··· DATA IN THIS EXERCISE

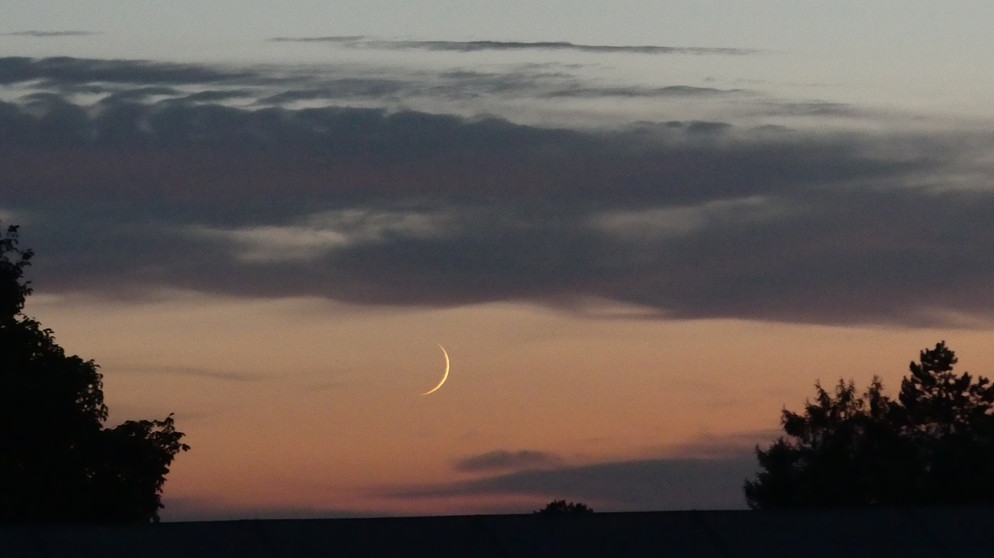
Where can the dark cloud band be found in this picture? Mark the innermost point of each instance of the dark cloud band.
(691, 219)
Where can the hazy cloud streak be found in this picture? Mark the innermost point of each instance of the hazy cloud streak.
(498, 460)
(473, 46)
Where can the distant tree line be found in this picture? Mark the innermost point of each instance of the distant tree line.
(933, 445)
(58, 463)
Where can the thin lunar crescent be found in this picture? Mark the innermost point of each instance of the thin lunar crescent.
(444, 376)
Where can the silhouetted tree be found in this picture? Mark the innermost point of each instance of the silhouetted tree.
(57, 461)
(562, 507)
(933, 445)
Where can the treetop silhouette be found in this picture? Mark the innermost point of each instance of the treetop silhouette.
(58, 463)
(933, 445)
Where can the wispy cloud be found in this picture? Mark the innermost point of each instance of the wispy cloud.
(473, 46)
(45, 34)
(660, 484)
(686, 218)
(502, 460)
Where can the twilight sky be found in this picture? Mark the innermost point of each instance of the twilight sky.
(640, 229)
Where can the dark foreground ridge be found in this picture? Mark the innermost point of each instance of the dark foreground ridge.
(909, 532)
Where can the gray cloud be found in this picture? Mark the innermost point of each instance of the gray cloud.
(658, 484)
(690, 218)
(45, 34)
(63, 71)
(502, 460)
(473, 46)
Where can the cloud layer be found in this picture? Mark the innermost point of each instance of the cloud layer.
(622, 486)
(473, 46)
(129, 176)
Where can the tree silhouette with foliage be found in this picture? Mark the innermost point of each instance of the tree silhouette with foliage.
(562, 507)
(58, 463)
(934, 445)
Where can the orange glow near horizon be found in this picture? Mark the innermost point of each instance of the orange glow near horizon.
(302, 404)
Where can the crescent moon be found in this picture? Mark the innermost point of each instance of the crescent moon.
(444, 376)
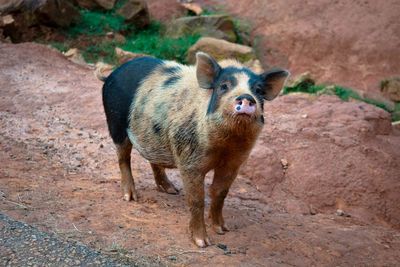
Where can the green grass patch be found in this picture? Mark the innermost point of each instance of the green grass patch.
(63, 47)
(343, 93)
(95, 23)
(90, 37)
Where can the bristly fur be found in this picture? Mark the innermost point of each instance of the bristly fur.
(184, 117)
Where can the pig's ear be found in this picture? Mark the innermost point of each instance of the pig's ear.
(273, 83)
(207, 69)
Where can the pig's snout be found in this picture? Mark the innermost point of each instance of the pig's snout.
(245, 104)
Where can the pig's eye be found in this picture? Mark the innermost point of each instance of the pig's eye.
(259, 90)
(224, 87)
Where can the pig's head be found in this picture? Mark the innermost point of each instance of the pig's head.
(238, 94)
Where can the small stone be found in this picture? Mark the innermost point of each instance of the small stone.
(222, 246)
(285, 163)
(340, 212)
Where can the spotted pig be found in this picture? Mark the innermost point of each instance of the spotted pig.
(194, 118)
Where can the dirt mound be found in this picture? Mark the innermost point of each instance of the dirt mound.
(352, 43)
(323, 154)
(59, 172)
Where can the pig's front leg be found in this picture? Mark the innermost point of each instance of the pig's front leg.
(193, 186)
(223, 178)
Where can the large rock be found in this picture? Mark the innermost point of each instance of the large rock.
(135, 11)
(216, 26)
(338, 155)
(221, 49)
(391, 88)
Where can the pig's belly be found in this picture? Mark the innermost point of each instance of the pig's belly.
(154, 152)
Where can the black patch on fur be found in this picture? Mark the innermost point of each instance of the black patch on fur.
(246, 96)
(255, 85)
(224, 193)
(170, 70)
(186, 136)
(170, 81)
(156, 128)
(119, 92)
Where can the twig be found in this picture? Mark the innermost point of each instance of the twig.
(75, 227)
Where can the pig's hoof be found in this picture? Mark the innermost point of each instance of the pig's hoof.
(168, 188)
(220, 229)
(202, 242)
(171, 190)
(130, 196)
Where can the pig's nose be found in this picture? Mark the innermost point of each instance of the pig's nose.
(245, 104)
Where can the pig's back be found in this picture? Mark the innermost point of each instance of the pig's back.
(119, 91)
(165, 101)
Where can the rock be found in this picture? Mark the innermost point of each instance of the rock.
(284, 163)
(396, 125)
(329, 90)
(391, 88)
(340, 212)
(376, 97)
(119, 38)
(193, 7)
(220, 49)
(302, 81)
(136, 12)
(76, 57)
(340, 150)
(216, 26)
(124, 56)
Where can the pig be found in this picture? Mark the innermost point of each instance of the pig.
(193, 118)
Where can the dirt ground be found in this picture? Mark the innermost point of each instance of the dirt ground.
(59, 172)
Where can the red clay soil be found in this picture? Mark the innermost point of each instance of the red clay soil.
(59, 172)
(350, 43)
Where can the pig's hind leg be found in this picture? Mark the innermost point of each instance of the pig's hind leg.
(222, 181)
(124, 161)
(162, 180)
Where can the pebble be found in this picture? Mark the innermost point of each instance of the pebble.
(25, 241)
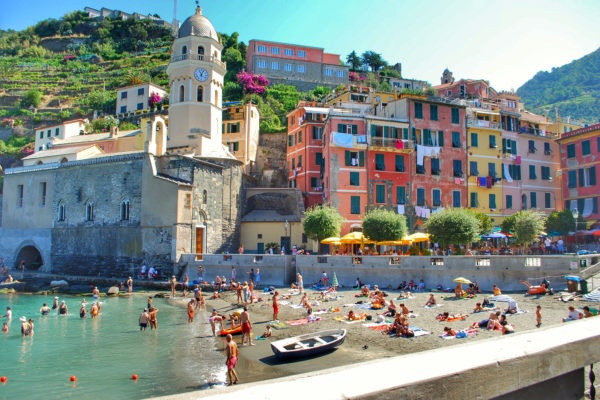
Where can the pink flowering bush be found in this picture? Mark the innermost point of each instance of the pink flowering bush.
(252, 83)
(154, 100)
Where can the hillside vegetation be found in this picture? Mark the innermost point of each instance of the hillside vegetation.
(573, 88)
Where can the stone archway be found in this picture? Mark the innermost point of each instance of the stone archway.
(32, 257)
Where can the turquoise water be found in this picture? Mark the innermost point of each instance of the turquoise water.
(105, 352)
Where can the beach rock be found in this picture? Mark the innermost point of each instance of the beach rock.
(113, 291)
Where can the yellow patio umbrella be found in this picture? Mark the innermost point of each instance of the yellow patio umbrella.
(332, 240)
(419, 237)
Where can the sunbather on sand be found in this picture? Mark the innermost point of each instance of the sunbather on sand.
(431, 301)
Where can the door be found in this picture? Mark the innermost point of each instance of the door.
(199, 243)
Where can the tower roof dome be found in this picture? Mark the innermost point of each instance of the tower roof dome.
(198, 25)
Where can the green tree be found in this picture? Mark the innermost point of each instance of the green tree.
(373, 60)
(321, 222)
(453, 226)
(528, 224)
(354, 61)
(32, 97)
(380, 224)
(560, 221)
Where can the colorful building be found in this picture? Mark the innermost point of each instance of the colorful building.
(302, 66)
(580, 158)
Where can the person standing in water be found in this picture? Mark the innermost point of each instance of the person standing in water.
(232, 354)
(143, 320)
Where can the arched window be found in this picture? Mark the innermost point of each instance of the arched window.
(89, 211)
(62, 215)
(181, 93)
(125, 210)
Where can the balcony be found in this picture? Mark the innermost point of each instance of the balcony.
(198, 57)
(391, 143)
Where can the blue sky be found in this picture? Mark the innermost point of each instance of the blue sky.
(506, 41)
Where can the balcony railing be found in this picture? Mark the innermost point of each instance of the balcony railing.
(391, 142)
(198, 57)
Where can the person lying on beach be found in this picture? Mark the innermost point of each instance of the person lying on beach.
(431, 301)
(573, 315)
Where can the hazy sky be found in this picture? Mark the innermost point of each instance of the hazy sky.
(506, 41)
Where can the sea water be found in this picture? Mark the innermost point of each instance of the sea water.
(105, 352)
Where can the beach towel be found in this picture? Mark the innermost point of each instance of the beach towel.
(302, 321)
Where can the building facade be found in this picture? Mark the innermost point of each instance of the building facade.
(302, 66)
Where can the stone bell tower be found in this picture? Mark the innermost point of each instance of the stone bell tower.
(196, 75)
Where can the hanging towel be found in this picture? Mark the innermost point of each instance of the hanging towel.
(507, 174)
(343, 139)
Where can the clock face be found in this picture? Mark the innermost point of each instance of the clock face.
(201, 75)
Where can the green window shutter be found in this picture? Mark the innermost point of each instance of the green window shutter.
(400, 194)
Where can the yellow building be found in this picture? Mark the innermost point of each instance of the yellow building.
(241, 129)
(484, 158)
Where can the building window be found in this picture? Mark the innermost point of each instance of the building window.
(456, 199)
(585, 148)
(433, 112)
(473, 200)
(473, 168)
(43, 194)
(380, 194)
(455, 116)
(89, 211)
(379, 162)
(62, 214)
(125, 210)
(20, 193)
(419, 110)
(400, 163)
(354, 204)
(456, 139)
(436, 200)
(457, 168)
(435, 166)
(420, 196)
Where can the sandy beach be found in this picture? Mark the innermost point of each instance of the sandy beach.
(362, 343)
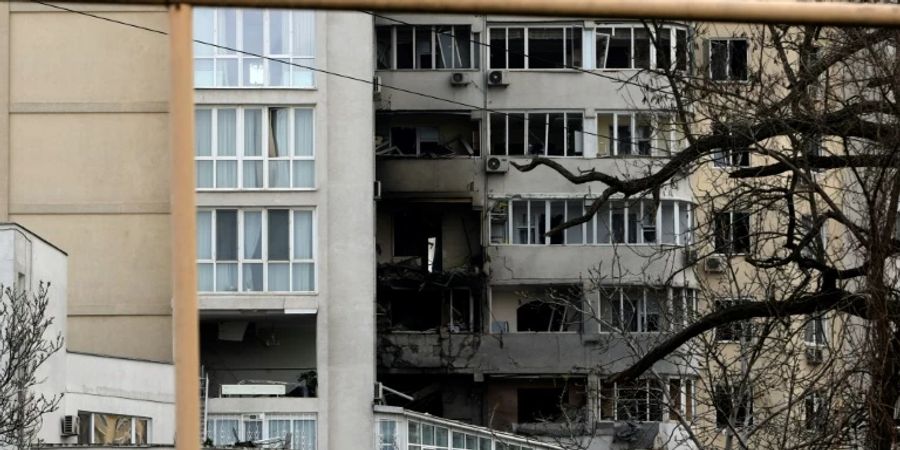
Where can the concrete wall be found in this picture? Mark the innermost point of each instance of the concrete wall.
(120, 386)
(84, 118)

······

-- INSTRUCTION --
Write out exactly the lines from the one containing "Where can the building window" through the last line of the records above, both ends included, and leave out any pictures.

-- TASK SOLUTION --
Where can the building window be found in this picture? Mark the innermost point of each instance of the building window.
(456, 199)
(585, 148)
(433, 112)
(473, 200)
(473, 168)
(43, 194)
(380, 194)
(455, 116)
(89, 211)
(379, 162)
(62, 214)
(125, 210)
(20, 193)
(419, 110)
(400, 163)
(354, 204)
(456, 139)
(436, 200)
(457, 168)
(435, 166)
(420, 196)
Where can the sandy beach be found in this picture? Mark the innermost point of each instance of the sandy beach.
(362, 343)
Where can the concrete wall be found in this picture? Mark the innermost point of each instance of the concrete wall.
(120, 386)
(84, 118)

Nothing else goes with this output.